> **GIVEN TEXT**:
People don’t often think of engineering and art as going hand-in-hand, but the Texas A&M University College of Engineering is changing that. The Zachry Engineering Education Complex features 10 works of art created by visionary artists who draw inspiration from science and engineering.

The art wasn’t intended to simply be enticing to look at, but rather serve as an educational tool for engineering students. John E. Hurtado, associate dean of academic affairs, is developing the first ever engineering art curriculum that will be based on the pieces in the building.

“When students see these art pieces, they make a connection to principles and concepts that they’ve studied in the classroom — principles and concepts like approximation, convergence limits, superposition, turbulent fluid flow, nonlinearity, data visualization and many others,” Hurtado said.

Last week, six of the 10 artists whose work is displayed in the Zachry building met with a group of students to discuss the many ways that art and engineering intersect. The Zachry Leadership Program hosted the event — Artfully Engineered — and invited select students from the College of Engineering, the College of Liberal Arts and the College of Architecture to attend. The small group discussion allowed the students to go from table to table and engage with the artists.

Inigo Manglano Ovalle, whose piece “Prototype for Stellar Interloper” hangs conspicuously from the third level of the building into the second-floor atrium, talked to students about his interest in the invisible forces that surround us. The work, which his son nicknamed “Silver Surfer,” depicts a parabola that mirrors itself, creating an ellipse.

> **DATASET**:

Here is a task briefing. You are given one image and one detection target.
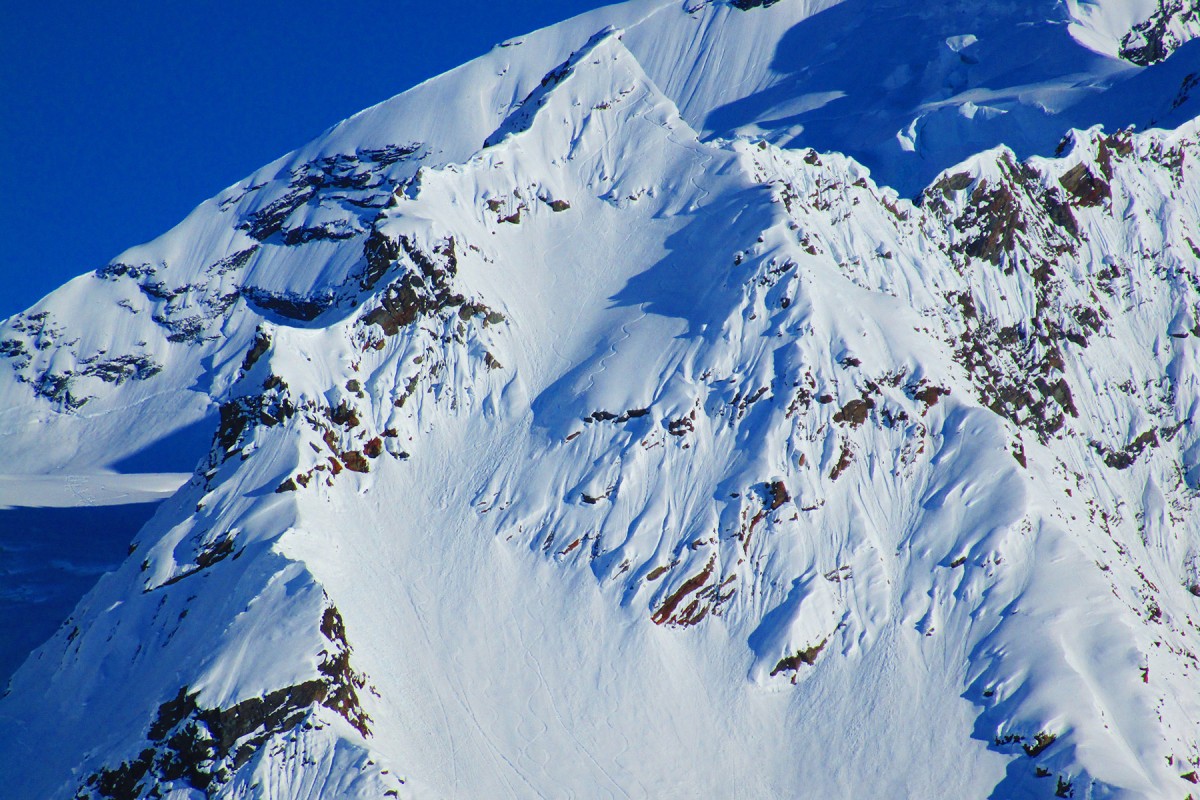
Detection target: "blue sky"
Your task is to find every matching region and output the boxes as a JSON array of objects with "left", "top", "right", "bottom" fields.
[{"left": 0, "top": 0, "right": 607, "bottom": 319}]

---

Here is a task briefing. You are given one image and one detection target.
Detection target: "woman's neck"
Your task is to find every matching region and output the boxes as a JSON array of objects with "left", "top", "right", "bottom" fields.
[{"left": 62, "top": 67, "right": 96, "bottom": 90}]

==

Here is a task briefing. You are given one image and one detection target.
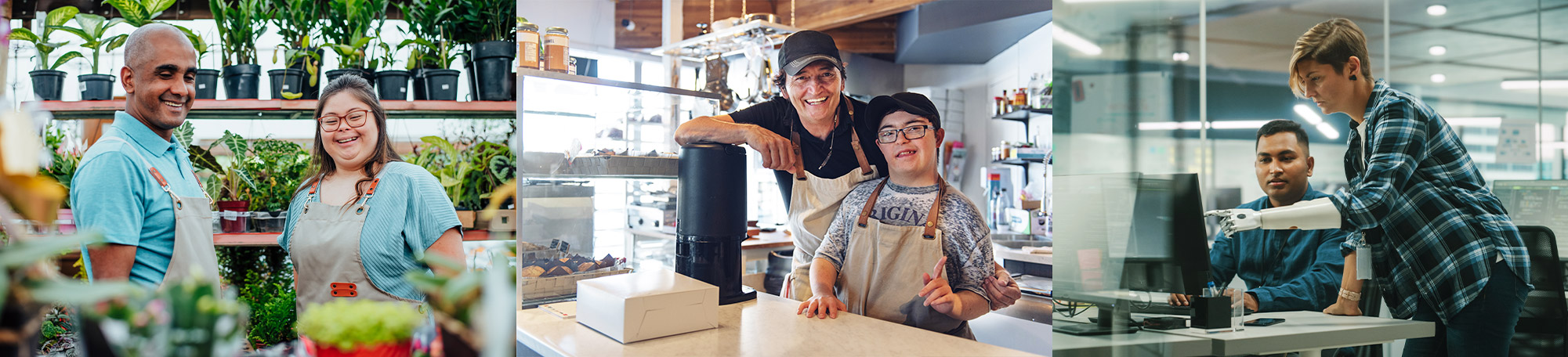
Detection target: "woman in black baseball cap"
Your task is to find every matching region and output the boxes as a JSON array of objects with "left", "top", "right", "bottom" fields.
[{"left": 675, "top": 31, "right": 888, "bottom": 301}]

> **WORK INSTRUCTIONS**:
A - Summarize the article about engineering art at Texas A&M in two sentences.
B - Please copy everything in the article about engineering art at Texas A&M from "People don’t often" down to "in the building.".

> **RESPONSES IN ORDER**:
A - The Zachry Engineering Education Complex at Texas A&M University's College of Engineering displays 10 works by artists inspired by science and engineering, and the pieces are meant to serve as an educational tool, with John E. Hurtado developing the first engineering art curriculum based on them. Last week, six of those artists met with selected students at an event called Artfully Engineered, hosted by the Zachry Leadership Program, to discuss how art and engineering intersect.

B -
People don’t often think of engineering and art as going hand-in-hand, but the Texas A&M University College of Engineering is changing that. The Zachry Engineering Education Complex features 10 works of art created by visionary artists who draw inspiration from science and engineering.

The art wasn’t intended to simply be enticing to look at, but rather serve as an educational tool for engineering students. John E. Hurtado, associate dean of academic affairs, is developing the first ever engineering art curriculum that will be based on the pieces in the building.